**Activity**
Reproduce the entire listing below verbatim.

**Records shown**

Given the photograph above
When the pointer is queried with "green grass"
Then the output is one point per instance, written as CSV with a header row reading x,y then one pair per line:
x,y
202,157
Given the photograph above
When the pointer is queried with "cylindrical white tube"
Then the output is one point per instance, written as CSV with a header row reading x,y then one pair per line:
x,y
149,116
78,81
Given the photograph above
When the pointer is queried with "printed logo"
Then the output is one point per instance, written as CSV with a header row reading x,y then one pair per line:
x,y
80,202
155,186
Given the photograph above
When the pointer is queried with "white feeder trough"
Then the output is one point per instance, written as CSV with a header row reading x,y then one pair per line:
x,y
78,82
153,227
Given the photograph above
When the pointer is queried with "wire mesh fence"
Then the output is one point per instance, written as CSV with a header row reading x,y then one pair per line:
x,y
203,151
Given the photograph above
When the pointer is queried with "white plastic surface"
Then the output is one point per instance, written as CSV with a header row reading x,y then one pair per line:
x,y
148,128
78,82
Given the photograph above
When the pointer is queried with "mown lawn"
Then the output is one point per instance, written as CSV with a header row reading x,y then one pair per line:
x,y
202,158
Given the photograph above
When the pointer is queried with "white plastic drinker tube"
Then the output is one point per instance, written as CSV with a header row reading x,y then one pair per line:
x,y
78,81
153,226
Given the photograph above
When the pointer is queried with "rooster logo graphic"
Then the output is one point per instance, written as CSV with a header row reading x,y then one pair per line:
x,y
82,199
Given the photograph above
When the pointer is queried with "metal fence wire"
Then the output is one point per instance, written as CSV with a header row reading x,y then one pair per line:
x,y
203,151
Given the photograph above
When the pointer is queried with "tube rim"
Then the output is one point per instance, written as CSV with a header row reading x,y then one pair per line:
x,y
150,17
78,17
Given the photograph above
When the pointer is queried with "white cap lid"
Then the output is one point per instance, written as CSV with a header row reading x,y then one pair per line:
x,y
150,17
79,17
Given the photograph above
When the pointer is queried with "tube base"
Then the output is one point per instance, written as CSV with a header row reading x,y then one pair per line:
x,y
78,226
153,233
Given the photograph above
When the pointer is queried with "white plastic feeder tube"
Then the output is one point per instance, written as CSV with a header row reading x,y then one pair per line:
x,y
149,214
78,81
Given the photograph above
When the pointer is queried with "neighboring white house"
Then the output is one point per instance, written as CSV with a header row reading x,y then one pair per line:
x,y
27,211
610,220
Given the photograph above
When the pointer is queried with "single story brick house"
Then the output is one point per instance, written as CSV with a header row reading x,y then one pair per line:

**Task output**
Given the photograph above
When the pointer is queried with "green grass"
Then the output is one point per instance, written as CSV with a header row reading x,y then one pair per line:
x,y
202,157
Given the photograph above
When the pointer is queried with "cylindrical white tube"
Then the output is one point per instance, written as CSV with a header row reading x,y then one pair per line:
x,y
149,116
78,81
Given the photograph above
When the pointer is queried with "printed logo"
Then the output is one point per instance, written as CSV with a header row reading x,y then one pair per line:
x,y
80,202
155,186
Given the photograph above
When the pointer is queried with "white feeder trough"
Then the output is one point per instance, written as CSV with a header row reading x,y then one pair per line:
x,y
78,82
153,227
Given the photograph above
When the pointer is queried with "wire mesh fence"
Then the output is one point per instance, written as CSV with a header row reading x,y then one pair per line:
x,y
203,151
Given the photograph above
When the pointer is queried with "white plastic surface"
Then the output is one point per instance, written as CSV with a header row reading x,y then one pair per line:
x,y
148,128
78,82
Given the photograph above
When the pointer is queried with "mown lawn"
Then the output is one point per instance, written as CSV with a header row reading x,y then one pair per line:
x,y
202,158
Given the photograph above
When the pointer is queried with "white plastic drinker tube"
Then the output is one point per instance, written as CSV with a header row reading x,y then one pair per line:
x,y
78,81
153,226
Given the photograph above
When the pointer is queried with "rooster logo graphic"
Then the output is one point per instance, written as CSV with a header row reading x,y then one pair per line:
x,y
82,199
Given the photograph above
When the pointer is queried with "metal fence wire"
Then the output is one point per instance, written as CSV with a header row reading x,y then one pair per line:
x,y
203,151
Given the photograph above
When the pointer is queried with "tube rim"
Then the output is one point per instance, written as CSV with a header row reading x,y then one pair per line:
x,y
150,17
78,17
Given the photograph above
When the pointer is queried with "white cap lid"
Then the output is one point per instance, written as CSV with a header row reading x,y then one pair per line:
x,y
150,17
79,17
Given the photograph above
When the pointer is queried with "tube base"
Then the output is one point per instance, written as CSV with a header row reading x,y then one pair per line:
x,y
78,226
153,233
Given the photograph above
When the pointer is queried with "white plastic feeder tube"
Then the output is one point per instance, written as CSV with a header row reading x,y then one pair per line:
x,y
149,214
78,81
Given the photograph above
When the pointer is queried with "neighboring white house"
Then the output is one point per instance, written as CSV with a header row reading x,y then one pair per line:
x,y
27,211
610,220
Given the photograph above
When the pointer is queried with "single story brick house"
Then the output is one point per instance, written as CSV with a header row reading x,y then one pair per line:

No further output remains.